» TASK STATEMENT:
How many lines in the records below contain the string "long"? Reply with the number alone.

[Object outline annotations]
-.-.-
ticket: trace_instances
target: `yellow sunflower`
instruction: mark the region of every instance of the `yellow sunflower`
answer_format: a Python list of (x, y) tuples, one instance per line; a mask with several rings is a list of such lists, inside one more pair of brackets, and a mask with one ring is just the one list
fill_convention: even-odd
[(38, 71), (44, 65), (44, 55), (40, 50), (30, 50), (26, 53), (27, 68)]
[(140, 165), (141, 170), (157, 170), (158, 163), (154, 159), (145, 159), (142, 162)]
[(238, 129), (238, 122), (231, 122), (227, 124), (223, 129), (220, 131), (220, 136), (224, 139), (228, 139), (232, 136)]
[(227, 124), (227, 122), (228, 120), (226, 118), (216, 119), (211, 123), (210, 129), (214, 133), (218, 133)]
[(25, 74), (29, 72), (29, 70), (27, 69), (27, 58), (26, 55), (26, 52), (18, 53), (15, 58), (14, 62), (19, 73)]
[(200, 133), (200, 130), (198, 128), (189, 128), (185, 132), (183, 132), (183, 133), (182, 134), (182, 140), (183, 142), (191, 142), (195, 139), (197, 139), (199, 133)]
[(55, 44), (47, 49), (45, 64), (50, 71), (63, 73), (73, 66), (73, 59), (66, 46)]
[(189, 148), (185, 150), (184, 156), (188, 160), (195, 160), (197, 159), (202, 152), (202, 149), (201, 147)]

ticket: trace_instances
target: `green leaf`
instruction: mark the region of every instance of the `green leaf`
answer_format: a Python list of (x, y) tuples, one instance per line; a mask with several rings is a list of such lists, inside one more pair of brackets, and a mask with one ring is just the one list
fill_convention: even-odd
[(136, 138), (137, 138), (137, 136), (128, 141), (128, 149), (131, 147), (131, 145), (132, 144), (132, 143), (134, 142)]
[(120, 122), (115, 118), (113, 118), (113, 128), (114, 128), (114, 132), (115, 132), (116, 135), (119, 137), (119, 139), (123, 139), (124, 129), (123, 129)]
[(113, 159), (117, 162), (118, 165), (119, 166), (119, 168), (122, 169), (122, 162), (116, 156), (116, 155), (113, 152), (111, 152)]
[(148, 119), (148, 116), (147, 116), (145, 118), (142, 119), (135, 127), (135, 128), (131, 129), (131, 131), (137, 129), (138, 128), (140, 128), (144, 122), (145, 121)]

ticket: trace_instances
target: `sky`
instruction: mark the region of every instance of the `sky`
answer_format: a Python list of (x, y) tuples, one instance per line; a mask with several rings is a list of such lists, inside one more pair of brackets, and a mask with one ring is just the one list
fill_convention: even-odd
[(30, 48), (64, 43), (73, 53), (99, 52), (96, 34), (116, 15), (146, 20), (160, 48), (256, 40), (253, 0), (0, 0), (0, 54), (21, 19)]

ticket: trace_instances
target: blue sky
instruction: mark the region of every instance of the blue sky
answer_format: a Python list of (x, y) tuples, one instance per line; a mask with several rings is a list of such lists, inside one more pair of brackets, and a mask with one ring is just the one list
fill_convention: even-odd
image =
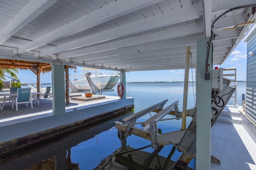
[[(237, 45), (232, 54), (224, 63), (221, 66), (214, 66), (222, 68), (235, 67), (236, 68), (237, 80), (245, 81), (246, 76), (246, 43), (242, 40)], [(78, 67), (77, 71), (80, 71), (82, 67)], [(74, 70), (70, 70), (70, 75), (74, 75)], [(106, 72), (110, 71), (106, 70)], [(105, 71), (104, 71), (105, 72)], [(193, 70), (194, 80), (195, 80), (194, 69)], [(17, 74), (22, 83), (35, 83), (36, 76), (30, 70), (19, 70)], [(168, 70), (155, 71), (131, 72), (126, 73), (126, 82), (172, 82), (184, 80), (184, 69)], [(190, 69), (189, 80), (192, 81), (192, 72)], [(40, 83), (51, 83), (51, 73), (42, 74), (40, 75)], [(10, 79), (7, 78), (8, 80)]]

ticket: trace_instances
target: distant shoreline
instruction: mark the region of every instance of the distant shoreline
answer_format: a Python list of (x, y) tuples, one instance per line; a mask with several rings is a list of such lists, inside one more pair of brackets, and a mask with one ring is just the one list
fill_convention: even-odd
[[(192, 81), (189, 81), (189, 82), (192, 82)], [(236, 82), (246, 82), (246, 81), (236, 81)], [(183, 83), (184, 81), (182, 82), (126, 82), (126, 83)]]
[[(192, 82), (189, 81), (189, 82)], [(194, 82), (195, 82), (194, 81)], [(246, 82), (246, 81), (236, 81), (236, 82)], [(174, 81), (174, 82), (126, 82), (126, 83), (183, 83), (184, 81)], [(52, 83), (43, 83), (40, 84), (51, 84)], [(22, 83), (22, 86), (26, 86), (28, 84), (36, 84), (36, 83)]]

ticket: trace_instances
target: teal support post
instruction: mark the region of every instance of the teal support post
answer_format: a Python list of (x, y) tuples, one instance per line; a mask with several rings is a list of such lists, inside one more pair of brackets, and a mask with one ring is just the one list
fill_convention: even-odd
[(64, 66), (52, 65), (52, 89), (54, 115), (65, 112), (64, 78)]
[(196, 170), (210, 170), (211, 48), (208, 61), (210, 66), (208, 66), (208, 71), (210, 73), (211, 80), (205, 80), (204, 78), (209, 39), (198, 39), (196, 42)]
[(121, 99), (122, 100), (126, 100), (126, 85), (125, 72), (121, 72), (120, 74), (120, 82), (124, 86), (124, 96)]

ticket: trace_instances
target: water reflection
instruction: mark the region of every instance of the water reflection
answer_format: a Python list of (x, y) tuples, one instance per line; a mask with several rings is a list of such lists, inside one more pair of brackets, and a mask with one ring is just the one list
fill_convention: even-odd
[[(76, 157), (74, 157), (75, 158), (72, 158), (72, 155), (77, 154), (75, 149), (72, 150), (72, 148), (85, 141), (87, 142), (102, 132), (109, 130), (114, 126), (114, 121), (121, 121), (124, 117), (133, 113), (133, 112), (130, 112), (101, 124), (98, 122), (97, 125), (92, 125), (80, 129), (76, 132), (54, 139), (54, 141), (49, 141), (36, 146), (33, 146), (28, 149), (26, 149), (18, 152), (0, 158), (0, 169), (91, 169), (84, 167), (81, 168), (79, 165), (80, 162), (77, 163), (78, 160), (76, 159)], [(116, 137), (117, 138), (117, 136)], [(80, 148), (79, 149), (84, 153), (86, 152), (86, 150), (83, 150), (83, 148)], [(104, 150), (102, 151), (104, 152)], [(89, 157), (94, 154), (93, 152), (87, 153), (87, 156)], [(84, 159), (84, 157), (81, 158)], [(100, 162), (100, 160), (98, 159), (95, 161), (97, 162), (97, 164)], [(90, 165), (96, 166), (93, 164)]]

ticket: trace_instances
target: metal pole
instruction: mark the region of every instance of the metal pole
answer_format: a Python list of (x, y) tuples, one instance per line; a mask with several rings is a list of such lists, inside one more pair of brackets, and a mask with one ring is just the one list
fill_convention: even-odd
[(189, 57), (190, 54), (190, 47), (188, 46), (186, 48), (186, 64), (185, 65), (185, 76), (184, 76), (184, 90), (183, 91), (183, 105), (182, 107), (181, 130), (186, 129), (188, 90), (188, 74), (189, 74)]

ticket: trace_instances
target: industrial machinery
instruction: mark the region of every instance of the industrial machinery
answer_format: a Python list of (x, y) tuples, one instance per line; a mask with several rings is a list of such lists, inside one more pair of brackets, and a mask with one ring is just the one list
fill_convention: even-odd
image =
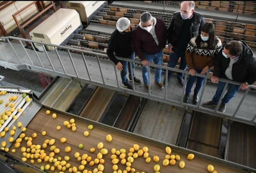
[(106, 4), (106, 1), (69, 1), (68, 7), (76, 10), (83, 25), (88, 25), (89, 21)]
[[(32, 40), (63, 45), (81, 28), (80, 18), (75, 10), (60, 9), (31, 31), (30, 36)], [(39, 51), (43, 50), (41, 45), (35, 46)], [(48, 50), (54, 49), (53, 47), (46, 47)]]

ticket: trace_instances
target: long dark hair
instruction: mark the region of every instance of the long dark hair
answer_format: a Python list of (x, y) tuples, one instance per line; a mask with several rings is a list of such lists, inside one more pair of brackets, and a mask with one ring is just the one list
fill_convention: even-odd
[[(213, 24), (210, 22), (205, 23), (202, 27), (201, 31), (207, 33), (209, 35), (209, 39), (206, 41), (208, 44), (206, 48), (209, 50), (211, 48), (215, 47), (217, 44), (218, 40), (215, 36), (215, 30)], [(199, 33), (199, 35), (196, 39), (196, 43), (198, 48), (200, 47), (201, 43), (203, 42), (201, 38), (201, 33)]]

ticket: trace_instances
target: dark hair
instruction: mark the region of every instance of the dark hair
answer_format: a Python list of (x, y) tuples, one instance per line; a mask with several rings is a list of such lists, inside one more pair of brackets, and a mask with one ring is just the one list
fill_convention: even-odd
-.-.-
» SOLUTION FOR THIS EXERCISE:
2